Aşağıdaki materyalin tamamını, tek harfini bile değiştirmeden lütfen olduğu gibi tekrar yazın.

####################

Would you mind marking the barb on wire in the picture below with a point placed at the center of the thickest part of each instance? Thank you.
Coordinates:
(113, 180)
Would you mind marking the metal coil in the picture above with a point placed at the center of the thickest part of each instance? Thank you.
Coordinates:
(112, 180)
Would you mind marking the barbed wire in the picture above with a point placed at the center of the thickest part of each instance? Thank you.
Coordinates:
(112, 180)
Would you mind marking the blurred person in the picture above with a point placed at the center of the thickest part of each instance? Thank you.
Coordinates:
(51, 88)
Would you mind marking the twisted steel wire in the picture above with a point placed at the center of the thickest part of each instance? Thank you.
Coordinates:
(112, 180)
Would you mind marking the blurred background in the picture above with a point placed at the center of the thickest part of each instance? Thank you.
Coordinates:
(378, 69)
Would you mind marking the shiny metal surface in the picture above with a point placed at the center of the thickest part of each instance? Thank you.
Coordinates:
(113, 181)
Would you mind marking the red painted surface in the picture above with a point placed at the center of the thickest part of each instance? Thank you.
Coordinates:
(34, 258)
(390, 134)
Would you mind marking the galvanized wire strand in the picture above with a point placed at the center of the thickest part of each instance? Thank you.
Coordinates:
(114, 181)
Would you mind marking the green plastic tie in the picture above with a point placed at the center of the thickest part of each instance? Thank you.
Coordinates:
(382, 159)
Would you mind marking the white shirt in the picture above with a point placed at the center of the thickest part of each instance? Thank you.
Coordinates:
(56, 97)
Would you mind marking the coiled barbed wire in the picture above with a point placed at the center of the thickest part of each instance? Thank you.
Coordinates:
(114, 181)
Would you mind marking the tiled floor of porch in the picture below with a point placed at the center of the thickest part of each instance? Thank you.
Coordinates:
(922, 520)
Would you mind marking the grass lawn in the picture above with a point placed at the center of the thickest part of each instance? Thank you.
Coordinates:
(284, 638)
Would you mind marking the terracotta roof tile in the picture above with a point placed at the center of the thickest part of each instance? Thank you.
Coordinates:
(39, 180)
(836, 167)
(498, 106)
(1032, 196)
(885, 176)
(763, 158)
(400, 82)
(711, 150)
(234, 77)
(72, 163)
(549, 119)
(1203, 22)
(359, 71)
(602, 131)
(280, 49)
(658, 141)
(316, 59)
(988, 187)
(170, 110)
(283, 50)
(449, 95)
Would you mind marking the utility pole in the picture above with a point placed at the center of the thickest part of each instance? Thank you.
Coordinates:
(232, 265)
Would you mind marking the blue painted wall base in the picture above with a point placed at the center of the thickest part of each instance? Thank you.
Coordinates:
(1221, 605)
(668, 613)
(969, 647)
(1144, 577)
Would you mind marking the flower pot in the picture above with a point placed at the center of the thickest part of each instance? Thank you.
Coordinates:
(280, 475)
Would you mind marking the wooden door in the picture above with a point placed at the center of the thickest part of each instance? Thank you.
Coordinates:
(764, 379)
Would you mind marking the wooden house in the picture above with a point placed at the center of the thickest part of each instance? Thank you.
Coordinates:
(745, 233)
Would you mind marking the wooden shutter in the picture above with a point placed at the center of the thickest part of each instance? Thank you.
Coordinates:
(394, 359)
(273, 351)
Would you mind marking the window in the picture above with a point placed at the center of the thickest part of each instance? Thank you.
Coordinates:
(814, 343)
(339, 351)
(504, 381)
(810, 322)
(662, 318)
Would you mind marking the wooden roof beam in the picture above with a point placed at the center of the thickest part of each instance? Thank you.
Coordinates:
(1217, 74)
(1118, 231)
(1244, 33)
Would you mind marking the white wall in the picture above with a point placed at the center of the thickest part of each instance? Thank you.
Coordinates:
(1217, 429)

####################

* _Alıştırma yanıtı_
Would you mind marking the barb on wire in the picture below with a point placed at the center of the thickest part of each instance? Thank you.
Coordinates:
(113, 180)
Would you mind marking the metal coil in the picture above with a point placed at the center of the thickest part of each instance? Thank you.
Coordinates:
(112, 180)
Would you mind marking the barbed wire in the picture above with a point placed at the center of the thickest part of each instance? Thank you.
Coordinates:
(112, 180)
Would you mind marking the blurred person in the picture above with a point placed at the center of the thickest part of each instance? Thank you.
Coordinates:
(51, 88)
Would you mind marking the twisted steel wire in the picture above with a point placed at the center of the thickest part of each instance? Thank you.
Coordinates:
(112, 180)
Would you mind marking the blurred background in the picture above with a point placed at the center of the thickest part of each instance? Thank you.
Coordinates:
(378, 69)
Would you mind marking the shiny metal surface in the picture above with a point placed at the center of the thickest part of each instance? Thank you.
Coordinates:
(113, 181)
Would you mind marking the red painted surface in the picture above with a point placed at the center of the thickest part of each instance? Thank you.
Coordinates:
(34, 258)
(390, 134)
Would you mind marking the galvanized wire strand in the picture above with a point placed at the center of the thickest part of each instance? Thank you.
Coordinates:
(114, 181)
Would you mind marking the green plastic tie in the picture above with a point placed at the center of the thickest part of each instance? Thank you.
Coordinates:
(382, 159)
Would you mind marking the white shirt in the picture above with a point placed at the center of the thickest part of each instance? Thank you.
Coordinates:
(56, 97)
Would you mind marking the coiled barbed wire in the picture above with a point placed at the center of the thickest part of each instance? Thank you.
Coordinates:
(114, 181)
Would you mind marking the tiled floor of porch in the picture below with a point placed at the center of the thickest part of each instance? Thank you.
Coordinates:
(922, 520)
Would you mind marking the grass lawn in the picture above with a point placed at the center of the thickest part of each instance? Thank you.
Coordinates:
(284, 638)
Would you mind marking the terracotta roof tile in the picture above with a point placed at the center of the thickest part of each instance? Thank you.
Coordinates:
(39, 180)
(836, 167)
(498, 106)
(1032, 196)
(885, 176)
(763, 158)
(400, 82)
(711, 150)
(234, 77)
(72, 163)
(549, 119)
(1203, 22)
(359, 71)
(602, 131)
(280, 49)
(658, 141)
(316, 59)
(988, 187)
(170, 110)
(283, 50)
(449, 95)
Would you mind marking the utility pole in the picture above with a point placed at the center of the thickest part of each instance? Thank you.
Coordinates:
(232, 265)
Would you mind marking the blue painted wall base in the picture above with a point placed at the center of the thickest part of each instance? Thank you.
Coordinates:
(1221, 605)
(668, 613)
(969, 647)
(1144, 577)
Would you mind marking the flower pot in the picture above with a point placed at the center of the thickest part of each instance? Thank you.
Coordinates:
(280, 475)
Would you mind marking the wooden door in the picture above with a point placed at the center of the thickest part of each instance? Thank you.
Coordinates:
(764, 379)
Would you mind marking the wooden house in the picture above with a point placed at the center of the thickest part of each instance? Thank you.
Coordinates:
(745, 233)
Would you mind marking the wooden shutter in the picture above with a point placed at the center of the thickest part of each instance? Thank you.
Coordinates:
(394, 359)
(273, 351)
Would you mind marking the window in the picture above with a point placed at the center of the thickest part of each instance? Thank you.
Coordinates:
(814, 343)
(339, 351)
(504, 381)
(810, 322)
(662, 318)
Would you mind marking the wooden roof beam in the picture above with a point placed at the center of the thickest part of each instance? Thank you.
Coordinates:
(1217, 74)
(1118, 231)
(1244, 33)
Would you mind marking the white wall in the picture above with a point placed at the center of the thickest part of each instance? Thank you.
Coordinates:
(1217, 429)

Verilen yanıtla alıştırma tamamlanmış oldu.